● WORK TASK
Quote every one of the records below word for word, leaving out the pictures.

BEGIN

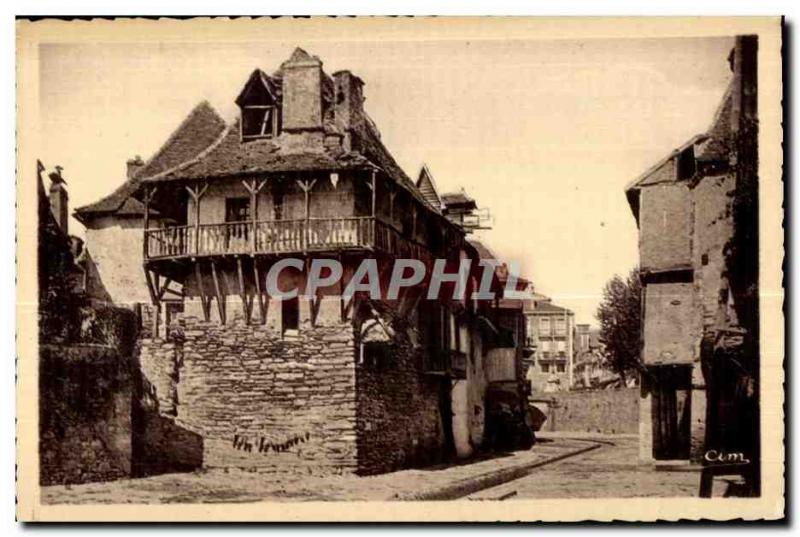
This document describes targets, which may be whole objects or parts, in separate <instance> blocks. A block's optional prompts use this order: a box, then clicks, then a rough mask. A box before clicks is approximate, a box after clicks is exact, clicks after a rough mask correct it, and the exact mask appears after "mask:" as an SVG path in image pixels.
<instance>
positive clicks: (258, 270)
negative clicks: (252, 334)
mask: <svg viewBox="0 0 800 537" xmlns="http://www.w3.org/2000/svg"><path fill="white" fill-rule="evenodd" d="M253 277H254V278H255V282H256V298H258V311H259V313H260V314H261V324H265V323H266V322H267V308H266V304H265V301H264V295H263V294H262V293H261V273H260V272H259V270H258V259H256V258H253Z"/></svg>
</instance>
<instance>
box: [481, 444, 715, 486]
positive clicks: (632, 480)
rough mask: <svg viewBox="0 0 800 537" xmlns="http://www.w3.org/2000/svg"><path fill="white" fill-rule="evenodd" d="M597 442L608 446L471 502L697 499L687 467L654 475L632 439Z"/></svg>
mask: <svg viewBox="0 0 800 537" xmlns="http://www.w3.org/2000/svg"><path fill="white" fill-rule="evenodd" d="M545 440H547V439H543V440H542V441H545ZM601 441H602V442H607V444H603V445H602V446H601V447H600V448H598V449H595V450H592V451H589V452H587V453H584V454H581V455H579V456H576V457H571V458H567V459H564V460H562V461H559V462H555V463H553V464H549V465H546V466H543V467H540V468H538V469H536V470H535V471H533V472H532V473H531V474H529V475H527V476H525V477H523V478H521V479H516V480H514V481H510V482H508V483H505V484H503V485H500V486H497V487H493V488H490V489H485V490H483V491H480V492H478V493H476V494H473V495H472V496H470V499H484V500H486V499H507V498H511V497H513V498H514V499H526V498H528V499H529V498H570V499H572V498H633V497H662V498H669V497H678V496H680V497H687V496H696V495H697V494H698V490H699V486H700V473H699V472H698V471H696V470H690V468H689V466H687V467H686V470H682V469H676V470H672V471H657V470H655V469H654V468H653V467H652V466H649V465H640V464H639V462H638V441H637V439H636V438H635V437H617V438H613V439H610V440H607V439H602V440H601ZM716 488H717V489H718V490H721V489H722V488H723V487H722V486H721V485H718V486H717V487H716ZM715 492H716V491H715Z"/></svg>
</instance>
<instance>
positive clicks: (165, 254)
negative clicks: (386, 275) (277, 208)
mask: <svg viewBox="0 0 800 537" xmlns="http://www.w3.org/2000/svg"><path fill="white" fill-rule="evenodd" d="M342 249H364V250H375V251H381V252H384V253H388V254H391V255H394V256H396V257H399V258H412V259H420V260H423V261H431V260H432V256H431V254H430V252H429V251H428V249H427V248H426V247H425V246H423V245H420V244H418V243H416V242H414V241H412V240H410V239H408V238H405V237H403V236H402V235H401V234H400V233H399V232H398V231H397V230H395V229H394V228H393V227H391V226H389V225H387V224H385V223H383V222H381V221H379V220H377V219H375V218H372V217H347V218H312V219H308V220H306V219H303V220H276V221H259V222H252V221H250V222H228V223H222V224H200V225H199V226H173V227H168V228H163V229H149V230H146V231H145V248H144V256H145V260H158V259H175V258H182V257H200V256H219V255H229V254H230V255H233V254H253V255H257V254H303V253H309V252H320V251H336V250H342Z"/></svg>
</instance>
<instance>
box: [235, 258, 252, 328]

END

● WORKED SOLUTION
This document describes targets, which may be whole objects or parts, in separate <instance> blocks. A block's optional prompts use this order: a box, then clicks, then a rough mask. A box before clicks is approximate, a box after clicks is exact, clicks after a rough mask correct it, and the exact mask appears after "mask:" as an SVG path in image pixels.
<instance>
positive clicks: (258, 270)
negative clicks: (252, 334)
mask: <svg viewBox="0 0 800 537" xmlns="http://www.w3.org/2000/svg"><path fill="white" fill-rule="evenodd" d="M253 277H254V278H255V282H256V298H258V311H259V313H260V314H261V324H265V323H266V322H267V308H266V304H265V301H264V295H263V294H262V293H261V273H260V272H259V270H258V259H256V258H253Z"/></svg>
</instance>
<instance>
box: [481, 444, 715, 486]
positive clicks: (632, 480)
rough mask: <svg viewBox="0 0 800 537" xmlns="http://www.w3.org/2000/svg"><path fill="white" fill-rule="evenodd" d="M597 442L608 446L471 502L697 499L687 467L654 475L632 439Z"/></svg>
mask: <svg viewBox="0 0 800 537" xmlns="http://www.w3.org/2000/svg"><path fill="white" fill-rule="evenodd" d="M545 440H547V439H543V440H542V441H545ZM601 441H602V442H607V444H603V445H602V446H601V447H600V448H598V449H595V450H592V451H589V452H587V453H584V454H581V455H579V456H576V457H571V458H567V459H564V460H562V461H559V462H555V463H553V464H549V465H546V466H543V467H540V468H538V469H536V470H535V471H533V472H532V473H531V474H529V475H527V476H525V477H523V478H521V479H516V480H514V481H510V482H508V483H505V484H503V485H500V486H497V487H493V488H490V489H485V490H483V491H480V492H478V493H476V494H473V495H472V496H470V499H484V500H486V499H507V498H511V497H513V498H514V499H526V498H528V499H529V498H570V499H572V498H633V497H662V498H669V497H678V496H680V497H687V496H696V495H697V494H698V490H699V486H700V473H699V472H698V471H696V470H690V468H689V466H687V467H686V470H682V469H676V470H672V471H657V470H655V469H654V468H653V467H652V466H649V465H640V464H639V462H638V441H637V439H636V438H635V437H617V438H613V439H610V440H607V439H602V440H601ZM716 488H717V489H718V490H721V489H722V488H723V487H722V486H721V485H718V486H717V487H716ZM715 492H716V491H715Z"/></svg>
</instance>
<instance>
positive clicks: (165, 254)
negative clicks: (386, 275) (277, 208)
mask: <svg viewBox="0 0 800 537" xmlns="http://www.w3.org/2000/svg"><path fill="white" fill-rule="evenodd" d="M342 249H364V250H375V251H381V252H384V253H388V254H391V255H394V256H396V257H399V258H412V259H420V260H423V261H431V260H432V256H431V254H430V252H429V251H428V249H427V248H426V247H425V246H423V245H420V244H418V243H416V242H414V241H412V240H410V239H408V238H405V237H403V236H402V235H401V234H400V233H399V232H398V231H397V230H395V229H394V228H393V227H391V226H389V225H387V224H385V223H383V222H381V221H379V220H377V219H375V218H372V217H347V218H312V219H308V220H306V219H303V220H276V221H259V222H252V221H250V222H228V223H222V224H200V225H199V226H173V227H168V228H163V229H149V230H146V231H145V248H144V256H145V260H158V259H175V258H182V257H200V256H219V255H229V254H230V255H233V254H253V255H257V254H303V253H309V252H320V251H336V250H342Z"/></svg>
</instance>
<instance>
box: [235, 258, 252, 328]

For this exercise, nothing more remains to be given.